***** SUPPLIED DATA
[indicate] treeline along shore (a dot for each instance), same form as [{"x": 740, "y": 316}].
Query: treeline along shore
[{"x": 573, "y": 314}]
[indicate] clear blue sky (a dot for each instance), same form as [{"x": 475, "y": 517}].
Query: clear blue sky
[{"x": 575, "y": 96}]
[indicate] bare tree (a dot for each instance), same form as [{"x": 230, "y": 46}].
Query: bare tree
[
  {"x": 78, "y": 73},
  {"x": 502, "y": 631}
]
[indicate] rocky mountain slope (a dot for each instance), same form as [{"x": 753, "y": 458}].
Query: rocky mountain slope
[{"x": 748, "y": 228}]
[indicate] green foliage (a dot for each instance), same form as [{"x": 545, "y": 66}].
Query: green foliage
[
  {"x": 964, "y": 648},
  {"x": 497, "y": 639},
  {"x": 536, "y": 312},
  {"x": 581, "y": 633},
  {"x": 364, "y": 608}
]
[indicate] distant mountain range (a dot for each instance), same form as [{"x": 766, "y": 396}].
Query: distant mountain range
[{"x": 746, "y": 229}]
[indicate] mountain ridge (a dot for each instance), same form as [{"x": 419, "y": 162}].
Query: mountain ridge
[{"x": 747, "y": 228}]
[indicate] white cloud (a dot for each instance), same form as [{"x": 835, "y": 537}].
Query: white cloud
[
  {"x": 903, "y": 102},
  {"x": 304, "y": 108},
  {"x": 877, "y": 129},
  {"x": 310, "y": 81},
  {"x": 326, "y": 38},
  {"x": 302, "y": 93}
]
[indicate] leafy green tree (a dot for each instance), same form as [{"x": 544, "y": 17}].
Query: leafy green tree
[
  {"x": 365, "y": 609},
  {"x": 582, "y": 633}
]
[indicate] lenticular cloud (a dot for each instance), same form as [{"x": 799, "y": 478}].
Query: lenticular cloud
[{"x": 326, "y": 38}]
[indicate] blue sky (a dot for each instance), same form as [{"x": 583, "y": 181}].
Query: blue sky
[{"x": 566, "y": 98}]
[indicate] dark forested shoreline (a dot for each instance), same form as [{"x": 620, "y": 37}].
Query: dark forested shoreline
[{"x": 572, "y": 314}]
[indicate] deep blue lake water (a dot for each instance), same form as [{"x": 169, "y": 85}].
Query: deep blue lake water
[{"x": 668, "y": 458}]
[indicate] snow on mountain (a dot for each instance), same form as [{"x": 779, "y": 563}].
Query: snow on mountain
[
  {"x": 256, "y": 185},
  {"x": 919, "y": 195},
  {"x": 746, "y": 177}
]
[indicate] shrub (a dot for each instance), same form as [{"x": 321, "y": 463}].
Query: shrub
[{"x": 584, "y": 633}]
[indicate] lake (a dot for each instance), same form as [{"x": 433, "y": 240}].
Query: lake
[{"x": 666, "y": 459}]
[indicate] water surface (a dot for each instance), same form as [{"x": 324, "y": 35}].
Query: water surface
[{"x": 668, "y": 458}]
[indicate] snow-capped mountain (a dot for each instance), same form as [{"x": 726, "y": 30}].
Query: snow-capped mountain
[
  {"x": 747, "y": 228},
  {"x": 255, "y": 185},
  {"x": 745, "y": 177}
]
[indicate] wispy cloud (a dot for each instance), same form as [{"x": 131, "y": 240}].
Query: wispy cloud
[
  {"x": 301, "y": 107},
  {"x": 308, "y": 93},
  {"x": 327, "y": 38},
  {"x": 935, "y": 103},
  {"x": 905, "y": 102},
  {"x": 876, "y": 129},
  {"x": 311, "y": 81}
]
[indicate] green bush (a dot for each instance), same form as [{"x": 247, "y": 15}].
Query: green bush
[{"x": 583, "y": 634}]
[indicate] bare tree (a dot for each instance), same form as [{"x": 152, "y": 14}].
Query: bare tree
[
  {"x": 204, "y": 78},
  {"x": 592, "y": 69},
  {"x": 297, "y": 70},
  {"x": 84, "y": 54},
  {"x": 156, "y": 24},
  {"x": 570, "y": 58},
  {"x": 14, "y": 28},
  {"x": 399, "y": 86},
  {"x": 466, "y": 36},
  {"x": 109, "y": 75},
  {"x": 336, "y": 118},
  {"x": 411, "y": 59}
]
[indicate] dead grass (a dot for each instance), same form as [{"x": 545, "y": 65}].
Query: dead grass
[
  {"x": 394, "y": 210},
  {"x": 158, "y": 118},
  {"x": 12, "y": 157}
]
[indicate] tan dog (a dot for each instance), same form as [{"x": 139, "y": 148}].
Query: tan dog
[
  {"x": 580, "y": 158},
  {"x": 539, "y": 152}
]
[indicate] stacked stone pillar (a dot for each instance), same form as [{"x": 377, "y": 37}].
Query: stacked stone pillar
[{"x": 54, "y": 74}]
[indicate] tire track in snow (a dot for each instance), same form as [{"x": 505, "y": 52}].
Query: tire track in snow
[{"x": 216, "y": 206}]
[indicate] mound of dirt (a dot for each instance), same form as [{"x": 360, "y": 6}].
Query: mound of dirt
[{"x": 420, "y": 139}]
**********
◆ **WHAT YOU ARE ASKED TO DO**
Write out exactly the lines that begin at the one containing "[indicate] tire track" and continue through the last line of the data, and only those.

◆ **RESULT OF THE TASK**
[indicate] tire track in snow (a dot for each instance), same form as [{"x": 505, "y": 52}].
Query: tire track in snow
[{"x": 216, "y": 206}]
[indicate] mound of dirt (a dot for each instance), same form as [{"x": 360, "y": 6}].
Query: mound of dirt
[{"x": 420, "y": 139}]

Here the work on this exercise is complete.